*List of tasks*:
- a) In the article on prison costs, what is the operational capacity of prisons in England and Wales?
- b) Reproduce the passage of the article on prison costs starting at "The demand for" and ending at "total of £49,998.", substituting "Ministry of Justice" for every occurrence of "MoJ".
---- Source document
The Daily Telegraph - Saturday

Housing inmate costlier than place at Eton

- By Charles Hymas The Telegraph,

THE cost of housing a convicted criminal in prison in England and Wales has surpassed £50,000 a year, overtaking the annual fees for a pupil at Eton College for the first time.

The sharp rise in the number of offenders being jailed means the annual bill for running prisons in England and Wales has increased to more than £4 billion a year, also unpreceden­ted.

The figures come as the Ministry of Justice is set to run out of space, with internal projection­s suggesting prisons will be full within weeks. As of last week, there were 2,000 spaces free, out of an operationa­l capacity of 88,890.

The demand for prison places is to rise by up to 25,000 in four years to 114,800 because of longer prison sentences and more criminals being caught as a result of the 20,000 uplift in police officers, according to MoJ forecasts.

MoJ data, obtained by shows the average cost of accommodat­ing a prisoner in England and Wales was £51,724 per prisoner a year in 202223. This was an 11.4 per cent rise on the previous year, nearly four percentage points more than consumer prices inflation of 7.8 per cent for the same period.

By comparison, fees for Eton College – alma mater to politician­s Boris Johnson and Lord Cameron and actor Eddie Redmayne – were £16,666 a term, giving an annual total of £49,998.

While prisoners get baked fish and chips with jelly at an average cost of £2.08 a day, Etonians can sample vegan bao buns with pulled jackfruit and sweet celeriac slaw, Dominican chimichurr­i burgers with smoked mayonnaise in a brioche bun and Vietnamese pork banh mi with sriracha tahini sauce.

Etonians also have access to 29 laboratori­es for biology, chemistry and physics, a natural history museum with 16,000 objects and a national-standard athletics stadium. Meanwhile, inmates are expected to attend workshops, education classes and play pool or table tennis. The data shows wide variations even between prisons of similar status. HMP Wakefield, a category A high-security jail, cost £40,465 per prisoner a year, while HMP Whitemoor, also category A, was £92,866 per prisoner per year.

Young offender institutio­ns (YOIs) are traditiona­lly the highest-costing per head, with YOI Wetherby spending £159,152 per person each year and YOI Werrington costing £222,911 per inmate.

The figures come after Alex Chalk, the Justice Secretary, introduced measures to reduce the prison population, including the release of prisoners up to 60 days before they are due to be freed.

Labour has pledged to use emergency powers to fast-track planning permission in order to build the 20,000 extra jail places needed.

The Tories are eyeing similar proposals after delaying the constructi­on of mega-prisons because of what Mr Chalk has described as the “sclerotic” planning system.
--------
---- Dataset records
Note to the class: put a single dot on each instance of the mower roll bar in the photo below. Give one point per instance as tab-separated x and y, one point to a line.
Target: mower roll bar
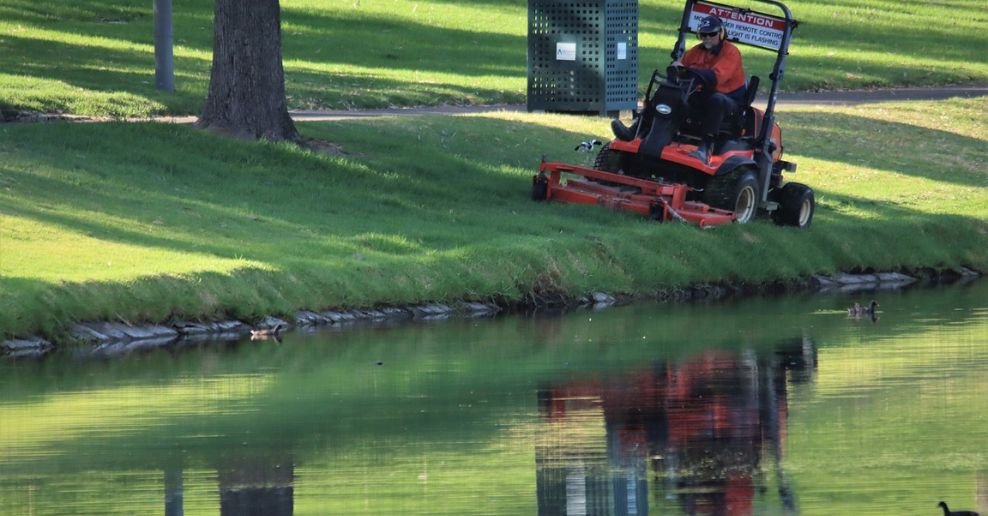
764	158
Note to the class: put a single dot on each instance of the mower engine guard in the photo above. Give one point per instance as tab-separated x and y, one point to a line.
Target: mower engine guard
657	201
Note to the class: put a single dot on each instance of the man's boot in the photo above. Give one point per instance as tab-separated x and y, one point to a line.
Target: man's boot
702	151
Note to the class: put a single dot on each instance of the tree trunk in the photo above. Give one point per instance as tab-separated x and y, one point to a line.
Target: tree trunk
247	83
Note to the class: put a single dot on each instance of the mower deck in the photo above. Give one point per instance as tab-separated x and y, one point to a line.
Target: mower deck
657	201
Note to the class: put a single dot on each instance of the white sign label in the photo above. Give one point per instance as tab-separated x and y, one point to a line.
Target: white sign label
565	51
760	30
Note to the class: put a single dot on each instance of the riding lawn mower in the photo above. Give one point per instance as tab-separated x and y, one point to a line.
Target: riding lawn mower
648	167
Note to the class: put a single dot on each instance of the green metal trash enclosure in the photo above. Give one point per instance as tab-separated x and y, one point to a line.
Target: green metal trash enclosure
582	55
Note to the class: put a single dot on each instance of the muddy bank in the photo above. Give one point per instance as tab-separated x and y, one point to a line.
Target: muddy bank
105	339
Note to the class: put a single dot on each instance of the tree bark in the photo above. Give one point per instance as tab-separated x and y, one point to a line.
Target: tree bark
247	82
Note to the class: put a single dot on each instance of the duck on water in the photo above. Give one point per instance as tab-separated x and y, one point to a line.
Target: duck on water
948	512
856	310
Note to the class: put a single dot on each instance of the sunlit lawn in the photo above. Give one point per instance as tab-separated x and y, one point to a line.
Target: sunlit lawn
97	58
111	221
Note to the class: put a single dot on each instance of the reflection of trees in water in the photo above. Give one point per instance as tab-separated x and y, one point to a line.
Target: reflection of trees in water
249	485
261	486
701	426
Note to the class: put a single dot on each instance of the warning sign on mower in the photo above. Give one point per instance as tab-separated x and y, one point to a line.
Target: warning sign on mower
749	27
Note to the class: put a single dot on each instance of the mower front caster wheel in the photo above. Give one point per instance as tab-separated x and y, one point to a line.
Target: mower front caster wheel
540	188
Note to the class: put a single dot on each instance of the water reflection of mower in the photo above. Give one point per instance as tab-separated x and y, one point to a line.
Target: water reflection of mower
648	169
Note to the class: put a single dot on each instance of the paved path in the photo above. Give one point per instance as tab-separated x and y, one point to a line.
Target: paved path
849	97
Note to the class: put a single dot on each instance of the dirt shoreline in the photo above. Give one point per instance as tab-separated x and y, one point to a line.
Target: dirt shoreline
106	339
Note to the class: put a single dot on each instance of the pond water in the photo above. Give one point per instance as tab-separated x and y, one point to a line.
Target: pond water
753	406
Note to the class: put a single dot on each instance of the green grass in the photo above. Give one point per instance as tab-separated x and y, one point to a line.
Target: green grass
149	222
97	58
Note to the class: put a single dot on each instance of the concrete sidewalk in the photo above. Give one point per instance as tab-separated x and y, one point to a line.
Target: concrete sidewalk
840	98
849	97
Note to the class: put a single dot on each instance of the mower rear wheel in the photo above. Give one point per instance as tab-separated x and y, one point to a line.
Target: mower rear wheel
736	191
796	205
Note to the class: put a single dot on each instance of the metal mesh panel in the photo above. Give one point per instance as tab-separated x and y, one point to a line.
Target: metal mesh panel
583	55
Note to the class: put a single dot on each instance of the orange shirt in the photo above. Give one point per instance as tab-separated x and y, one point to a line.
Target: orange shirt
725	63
--------
*Answers for the tasks*:
- a) 88,890

- b)
The demand for prison places is to rise by up to 25,000 in four years to 114,800 because of longer prison sentences and more criminals being caught as a result of the 20,000 uplift in police officers, according to Ministry of Justice forecasts.

Ministry of Justice data, obtained by shows the average cost of accommodat­ing a prisoner in England and Wales was £51,724 per prisoner a year in 202223. This was an 11.4 per cent rise on the previous year, nearly four percentage points more than consumer prices inflation of 7.8 per cent for the same period.

By comparison, fees for Eton College – alma mater to politician­s Boris Johnson and Lord Cameron and actor Eddie Redmayne – were £16,666 a term, giving an annual total of £49,998.